* [課題 1]
原文で、大人の視聴を前提とした1960年代の奇跡のエポック・アニメとされている作品の題名を答えてください。
* [課題 2]
原文の「私は武術に憧れて」で始まる段落から、筆者が幼年期に影響を受けたものとして挙げている技をすべて書き出してください。

カムイ外伝実写版
2008年 04月 11日
アニメはコミックを忠実に再現。少年向きアニメの時間帯でありながら女性が乱暴目的で襲われたり,惨殺シーンも結構あったのです。しかし,よりグロく描こうとはしていません。今のグロ・ゲーとコミック「あずみ」の戦闘シーンが似て非なるものであるというのと同様で,子供に見せても良いとさえ思います。当時にあってはあまりに進みすぎていて,ルパン三世と同じ。逆に青少年に見せるなとか,マークされたりしませんでした。当時の五月蠅いこと言いそうな大人は,アニメなど完全に子供の文化で,興味も意識が向くこともなかったことも幸いだったかも知れません。大らかな時代でしたし,言葉狩りなども今ほどではありませんでした。世代で制作者の感覚は今と違うかも知れません。実は,子供に媚びたアニメではない,大人の視聴を前提とした1960年代の奇跡のエポック・アニメがこの「忍風カムイ外伝」でした。
カムイ外伝は,壮大な時代絵巻であったコミックのカムイ伝からのスピンアウト。天才忍者カムイが掟を破り忍者組織からの「抜け忍」になったその後の壮絶な逃避行の日々が描かれています。
画像は,イメージを重ねてしまう公陳丸のコラージュ。
カムイがなぜ,抜け忍になったのか,その理由を何となく語らせるエピソードもあるのですが,本編の「カムイ伝」に明確に描かれている抜け忍にならざるを得なかった理由とは,異なる,個人的な価値観・人生観のような話になっています。
ネタバレになりますので,ここでは書きませんが,江戸幕府の根幹を揺るがす秘密の探索に当たっていたため,その情報を回収する方法を突き止めた次の瞬間に,彼は,彼を始末するために準備されていた「空身の手風」とともに組織の追っ手から逃げざるを得なくなったのです。
さてカムイ外伝というか,カムイが凄いと思う,いや原作者の白戸三平氏の創造力が凄いと思うのは,シビアなテーマを描きながら,剣豪小説や格闘コミック同様,これを秘技を競い合う娯楽忍者戦の要素としても完成させていたということではないかと思います。
私は武術に憧れて,中国武術のサークルまで作ってしまうような青年期を過ごしたわけですが,実際に幼年期に影響を与えたものを考えるとビル・ロビンソンの人間風車(ダブル・アーム・スープレックス)や紅三四郎の紅流卍崩しなども確かに影響を受けているのですが,実は,原体験は,カムイの飯綱落としと霞切りだったのです。当時から格闘技よりは,武術志向が強かったのでしょう。これは祖母と父親の時代劇好きの影響もありました。
運動がお世辞にも得意ではなかった少年が,十文字霞崩しの練習に夢中になり,飯綱落としを決めてからのヘッドスプリングの練習に興じたりしたわけですから。ちなみに,運動神経抜群でなくても,そして独学でも,ヘッドスプリング(ネックスプリングのように手を使わない)は修得可能です。私が証明しています。

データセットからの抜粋
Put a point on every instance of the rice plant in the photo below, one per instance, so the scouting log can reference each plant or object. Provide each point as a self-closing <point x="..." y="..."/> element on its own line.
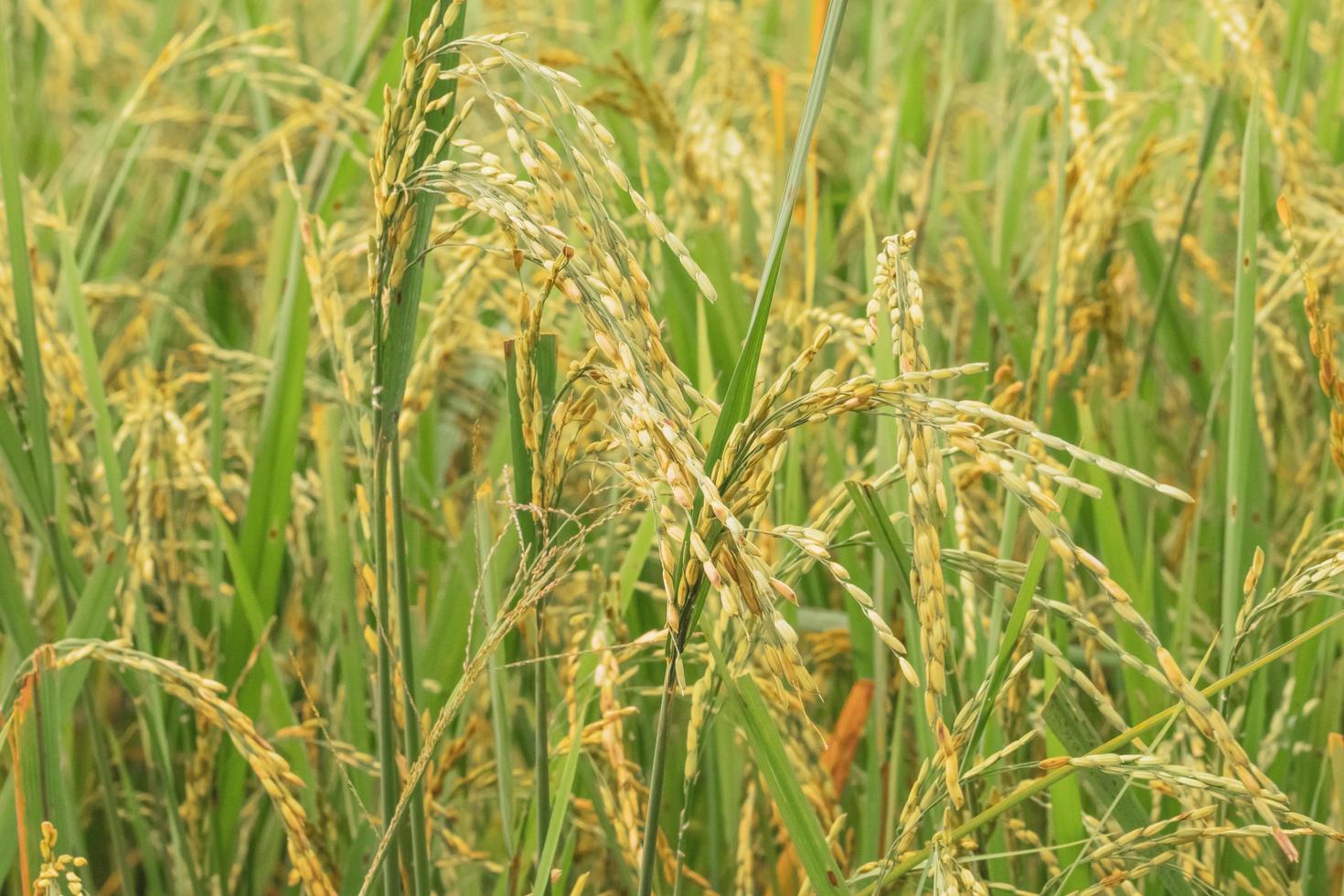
<point x="814" y="446"/>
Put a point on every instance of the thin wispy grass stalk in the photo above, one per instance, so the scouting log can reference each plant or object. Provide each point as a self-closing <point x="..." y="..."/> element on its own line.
<point x="734" y="409"/>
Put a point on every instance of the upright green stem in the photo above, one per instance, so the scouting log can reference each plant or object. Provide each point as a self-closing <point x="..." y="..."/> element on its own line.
<point x="420" y="849"/>
<point x="737" y="404"/>
<point x="1241" y="432"/>
<point x="386" y="726"/>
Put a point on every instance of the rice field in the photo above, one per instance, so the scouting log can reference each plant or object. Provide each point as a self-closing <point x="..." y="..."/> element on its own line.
<point x="707" y="446"/>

* [解答 1]
「忍風カムイ外伝」です。

* [解答 2]
- ビル・ロビンソンの人間風車(ダブル・アーム・スープレックス)
- 紅三四郎の紅流卍崩し
- カムイの飯綱落とし
- カムイの霞切り